__Exercise requirements__. Each line of the records below needs repeating exactly. Skip the pictures.

*** Task data ***

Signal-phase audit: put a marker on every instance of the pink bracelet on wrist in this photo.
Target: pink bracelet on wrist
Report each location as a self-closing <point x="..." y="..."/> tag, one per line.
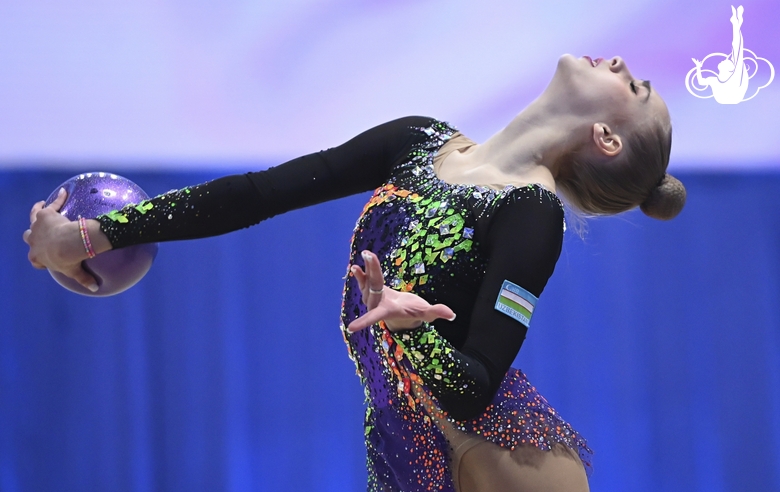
<point x="85" y="237"/>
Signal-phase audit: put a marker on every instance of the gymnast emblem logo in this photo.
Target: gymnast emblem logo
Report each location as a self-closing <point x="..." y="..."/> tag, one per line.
<point x="730" y="84"/>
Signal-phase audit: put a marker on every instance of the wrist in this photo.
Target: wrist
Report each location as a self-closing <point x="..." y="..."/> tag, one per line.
<point x="100" y="242"/>
<point x="396" y="326"/>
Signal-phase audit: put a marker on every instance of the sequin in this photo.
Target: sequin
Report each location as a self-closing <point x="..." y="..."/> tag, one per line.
<point x="426" y="239"/>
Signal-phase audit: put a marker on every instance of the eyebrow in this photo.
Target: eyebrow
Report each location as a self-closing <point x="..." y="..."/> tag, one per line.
<point x="646" y="83"/>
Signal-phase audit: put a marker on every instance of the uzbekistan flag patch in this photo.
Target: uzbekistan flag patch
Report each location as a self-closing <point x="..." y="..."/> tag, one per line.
<point x="516" y="302"/>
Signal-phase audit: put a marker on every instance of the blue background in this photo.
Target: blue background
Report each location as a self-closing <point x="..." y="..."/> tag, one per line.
<point x="224" y="368"/>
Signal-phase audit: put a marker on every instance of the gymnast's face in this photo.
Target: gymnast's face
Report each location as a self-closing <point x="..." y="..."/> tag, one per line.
<point x="605" y="96"/>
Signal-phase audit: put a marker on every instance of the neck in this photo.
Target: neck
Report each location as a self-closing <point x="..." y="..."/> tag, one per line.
<point x="529" y="148"/>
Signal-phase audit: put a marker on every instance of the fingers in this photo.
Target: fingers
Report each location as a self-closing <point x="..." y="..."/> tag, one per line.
<point x="372" y="317"/>
<point x="34" y="212"/>
<point x="439" y="311"/>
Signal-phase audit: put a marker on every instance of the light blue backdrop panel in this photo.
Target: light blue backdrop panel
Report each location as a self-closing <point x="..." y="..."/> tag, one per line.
<point x="224" y="369"/>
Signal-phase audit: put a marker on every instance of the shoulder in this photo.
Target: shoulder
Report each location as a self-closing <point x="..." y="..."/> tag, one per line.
<point x="529" y="213"/>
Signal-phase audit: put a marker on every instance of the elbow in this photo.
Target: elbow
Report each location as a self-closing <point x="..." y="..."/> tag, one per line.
<point x="467" y="409"/>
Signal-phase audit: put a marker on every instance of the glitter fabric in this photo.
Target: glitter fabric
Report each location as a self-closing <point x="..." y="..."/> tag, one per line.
<point x="425" y="233"/>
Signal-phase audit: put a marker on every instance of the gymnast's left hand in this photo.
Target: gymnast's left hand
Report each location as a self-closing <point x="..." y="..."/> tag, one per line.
<point x="399" y="310"/>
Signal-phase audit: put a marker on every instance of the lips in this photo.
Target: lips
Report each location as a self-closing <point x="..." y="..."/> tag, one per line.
<point x="593" y="62"/>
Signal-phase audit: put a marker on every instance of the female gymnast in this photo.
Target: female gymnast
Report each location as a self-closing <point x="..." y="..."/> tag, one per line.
<point x="731" y="84"/>
<point x="453" y="228"/>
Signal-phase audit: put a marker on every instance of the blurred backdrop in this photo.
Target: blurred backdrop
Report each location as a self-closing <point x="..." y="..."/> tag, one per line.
<point x="660" y="342"/>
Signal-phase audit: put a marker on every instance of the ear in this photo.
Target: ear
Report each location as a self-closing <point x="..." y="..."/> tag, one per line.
<point x="606" y="142"/>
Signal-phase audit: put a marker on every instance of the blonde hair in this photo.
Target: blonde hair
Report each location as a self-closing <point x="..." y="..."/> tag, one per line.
<point x="636" y="177"/>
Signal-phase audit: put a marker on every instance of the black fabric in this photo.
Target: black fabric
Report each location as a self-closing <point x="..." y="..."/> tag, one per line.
<point x="238" y="201"/>
<point x="522" y="239"/>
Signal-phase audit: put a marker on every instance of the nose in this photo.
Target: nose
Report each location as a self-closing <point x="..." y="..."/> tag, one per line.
<point x="617" y="65"/>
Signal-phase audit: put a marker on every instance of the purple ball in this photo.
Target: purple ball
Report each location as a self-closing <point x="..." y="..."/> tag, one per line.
<point x="93" y="194"/>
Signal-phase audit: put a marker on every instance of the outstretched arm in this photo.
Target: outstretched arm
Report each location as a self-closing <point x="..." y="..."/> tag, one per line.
<point x="228" y="203"/>
<point x="737" y="42"/>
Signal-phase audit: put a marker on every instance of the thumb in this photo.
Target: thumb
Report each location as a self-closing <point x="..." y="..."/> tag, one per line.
<point x="58" y="202"/>
<point x="439" y="311"/>
<point x="85" y="279"/>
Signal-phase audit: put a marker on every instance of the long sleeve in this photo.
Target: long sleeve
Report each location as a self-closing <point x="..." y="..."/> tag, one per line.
<point x="523" y="243"/>
<point x="238" y="201"/>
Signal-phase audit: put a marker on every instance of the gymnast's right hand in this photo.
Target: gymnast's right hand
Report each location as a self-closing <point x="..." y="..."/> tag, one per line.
<point x="55" y="242"/>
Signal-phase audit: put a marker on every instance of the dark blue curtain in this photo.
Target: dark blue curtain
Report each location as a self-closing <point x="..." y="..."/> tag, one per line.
<point x="224" y="368"/>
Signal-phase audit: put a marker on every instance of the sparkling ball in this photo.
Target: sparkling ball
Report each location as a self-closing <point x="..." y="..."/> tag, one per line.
<point x="93" y="194"/>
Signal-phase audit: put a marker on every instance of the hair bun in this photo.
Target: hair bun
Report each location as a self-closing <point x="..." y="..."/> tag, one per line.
<point x="666" y="200"/>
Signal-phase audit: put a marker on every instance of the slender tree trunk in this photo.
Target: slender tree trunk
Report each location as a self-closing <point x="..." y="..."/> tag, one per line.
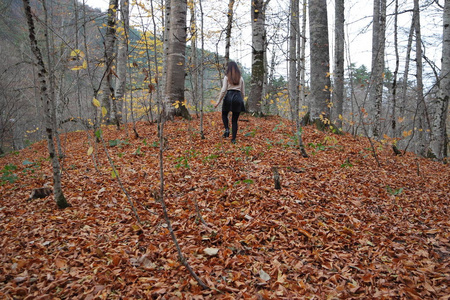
<point x="377" y="78"/>
<point x="403" y="99"/>
<point x="293" y="36"/>
<point x="122" y="60"/>
<point x="339" y="40"/>
<point x="421" y="109"/>
<point x="48" y="106"/>
<point x="301" y="61"/>
<point x="394" y="82"/>
<point x="176" y="61"/>
<point x="110" y="41"/>
<point x="439" y="138"/>
<point x="228" y="30"/>
<point x="194" y="55"/>
<point x="202" y="69"/>
<point x="320" y="62"/>
<point x="258" y="53"/>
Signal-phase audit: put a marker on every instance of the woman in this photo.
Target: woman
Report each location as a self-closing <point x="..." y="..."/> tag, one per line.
<point x="232" y="93"/>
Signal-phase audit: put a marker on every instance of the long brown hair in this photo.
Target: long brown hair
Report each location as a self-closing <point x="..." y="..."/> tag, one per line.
<point x="233" y="73"/>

*** End of Task data ***

__Completed exercise__.
Signal-phase audit: put a marker on every instance of the pink bracelet on wrist in this photo.
Target: pink bracelet on wrist
Report each location as a self-closing <point x="..." y="..."/> tag, one per line.
<point x="85" y="237"/>
Signal-phase audit: put a marker on every instance of the gymnast emblem logo in this photo.
Target: gymnast emblem logo
Report each location as a self-closing <point x="..." y="..."/> tag, one per line.
<point x="730" y="84"/>
Signal-phase audit: put a marker on every instance of the wrist in this photo.
Target: wrist
Report each location as a self-closing <point x="..." y="..."/> tag, one per line.
<point x="100" y="242"/>
<point x="396" y="326"/>
Signal-phase audit: put a marker on every instance of the sequin in this photo.
Target: sequin
Report each location as a self-closing <point x="..." y="..."/> tag, one per line.
<point x="426" y="239"/>
Signal-phase audit: put a marker on every instance of the eyebrow in this photo.
Target: eyebrow
Report each location as a self-closing <point x="..." y="..."/> tag, one per line.
<point x="646" y="83"/>
Signal-phase audit: put a marker on every instance of the uzbekistan flag patch in this photo.
Target: uzbekistan flag patch
Report each location as a self-closing <point x="..." y="..."/> tag, one per line.
<point x="516" y="302"/>
Signal-phase audit: put a marker on every instance of the blue background in this photo.
Target: blue background
Report each location as a self-closing <point x="..." y="..."/> tag, one per line.
<point x="224" y="368"/>
Signal-phase audit: put a marker on every instance of the gymnast's face in this photo.
Target: gymnast's face
Report each location as a self-closing <point x="..." y="..."/> tag, one per line.
<point x="605" y="96"/>
Signal-phase audit: put a marker on every instance of the neck in this photo.
Target: neck
Report each location as a self-closing <point x="..." y="..."/> tag, one per line.
<point x="529" y="148"/>
Signal-phase audit: put a marker on every instance of the fingers in this photo.
Target: fingers
Report each location as a self-closing <point x="..." y="..."/> tag, one per line.
<point x="372" y="317"/>
<point x="34" y="212"/>
<point x="439" y="311"/>
Signal-phase audit: put a marker on every instance of the light blue backdrop panel in this photo.
Target: light blue backdrop panel
Report each location as a self-closing <point x="..." y="..."/> tag, one per line.
<point x="224" y="369"/>
Signal-phase audit: put a marker on every instance of the shoulder in this photo.
Target: shoulder
Report each location as a self-closing <point x="..." y="..."/> tag, one per line.
<point x="529" y="213"/>
Signal-phase audit: put a marker on every instance of the elbow in this photo.
Target: elbow
Report each location as a self-closing <point x="..." y="..."/> tag, one per line.
<point x="467" y="409"/>
Signal-phase audit: put a marker on every instance of the glitter fabric in this photo.
Target: glitter fabric
Report each location as a self-closing <point x="..." y="..."/> tag, one per line.
<point x="425" y="233"/>
Signal-phase audit: put a marker on every instance of the gymnast's left hand in this photo.
Target: gymnast's left hand
Report each location as a self-closing <point x="..." y="..."/> tag, one per line.
<point x="399" y="310"/>
Signal-phase audit: put a marker on every instance of the lips in this photo.
Target: lips
Report each location as a self-closing <point x="..." y="..."/> tag, one per line.
<point x="593" y="62"/>
Signal-phase audit: put a marker on every instance of the female gymnast in this photo.
Target: female gymnast
Report each location as a self-closing <point x="..." y="..."/> tag, one per line.
<point x="731" y="84"/>
<point x="453" y="228"/>
Signal-phase audit: put a marker on every instance of the blurred backdrop in this photo.
Target: blurred backdrop
Report each location as a self-closing <point x="..." y="..."/> tag, one per line.
<point x="660" y="342"/>
Signal-phase audit: put a marker on every instance of the ear in this photo.
Target: ear
Report each location as a self-closing <point x="..." y="..."/> tag, one per line.
<point x="606" y="142"/>
Signal-phase audit: put a marker on every instance of the blonde hair in this photo.
Target: blonde hair
Report each location as a self-closing <point x="..." y="..."/> tag, one per line.
<point x="636" y="177"/>
Signal-phase audit: put a marker on every instance of the black fabric in this photo.
Target: black fabric
Report each location as a self-closing <point x="..." y="..."/> tag, one per line.
<point x="238" y="201"/>
<point x="522" y="239"/>
Signal-phase audit: put a marker on every instance of the nose in this photo.
Target: nose
Report each location as a self-closing <point x="..." y="..."/> tag, one per line.
<point x="617" y="65"/>
Signal-phase audit: put a marker on every instance of the purple ball in this photo.
Target: purple ball
Report each location as a self-closing <point x="..." y="..."/> tag, one per line.
<point x="93" y="194"/>
Signal-phase audit: put a marker on every instance of the outstretched arm in this photo.
Target: outstretched arm
Report each location as a self-closing <point x="..." y="..."/> tag, one per line.
<point x="228" y="203"/>
<point x="737" y="42"/>
Signal-phase audit: put a marker on every instance of the thumb in this photo.
Target: thumb
Report each location as a self-closing <point x="..." y="..."/> tag, one per line.
<point x="58" y="202"/>
<point x="439" y="311"/>
<point x="85" y="279"/>
Signal-phase audit: put a marker on every instance of the long sleeve in this photo.
Target: long sleeve
Report each location as a self-closing <point x="..." y="..."/> tag, one per line.
<point x="523" y="243"/>
<point x="238" y="201"/>
Signal-phase audit: put a marker on every instance of the gymnast's right hand in this photo.
Target: gymnast's right hand
Report each location as a self-closing <point x="..." y="..."/> tag, one per line.
<point x="55" y="242"/>
Signal-phase audit: put a marker on every instance of the dark blue curtain in this photo.
Target: dark blue curtain
Report each location as a self-closing <point x="..." y="..."/> tag, one per line.
<point x="224" y="368"/>
Signal-phase audit: put a marker on every instance of the sparkling ball in this photo.
Target: sparkling ball
Report each location as a self-closing <point x="..." y="..."/> tag, one per line.
<point x="93" y="194"/>
Signal-phase audit: put a marker on every instance of the hair bun in this photo.
Target: hair bun
Report each location as a self-closing <point x="..." y="..."/> tag, one per line.
<point x="666" y="200"/>
Signal-phase audit: put a marker on every instance of the slender tree trunk in this photo.
Target: slender tree trunk
Report each location as a self-closing <point x="..." y="..."/> tag, one per line.
<point x="377" y="78"/>
<point x="403" y="99"/>
<point x="293" y="36"/>
<point x="122" y="60"/>
<point x="339" y="40"/>
<point x="421" y="109"/>
<point x="48" y="106"/>
<point x="301" y="61"/>
<point x="394" y="82"/>
<point x="176" y="61"/>
<point x="110" y="41"/>
<point x="439" y="138"/>
<point x="228" y="30"/>
<point x="194" y="55"/>
<point x="202" y="69"/>
<point x="320" y="62"/>
<point x="258" y="53"/>
Signal-phase audit: put a marker on every instance of the woman in this photo.
Target: woman
Report each location as a self-closing <point x="..." y="..."/> tag, one per line.
<point x="232" y="93"/>
Signal-phase audit: put a marker on every instance of the long brown hair in this photo.
Target: long brown hair
Report each location as a self-closing <point x="..." y="..."/> tag, one per line.
<point x="233" y="73"/>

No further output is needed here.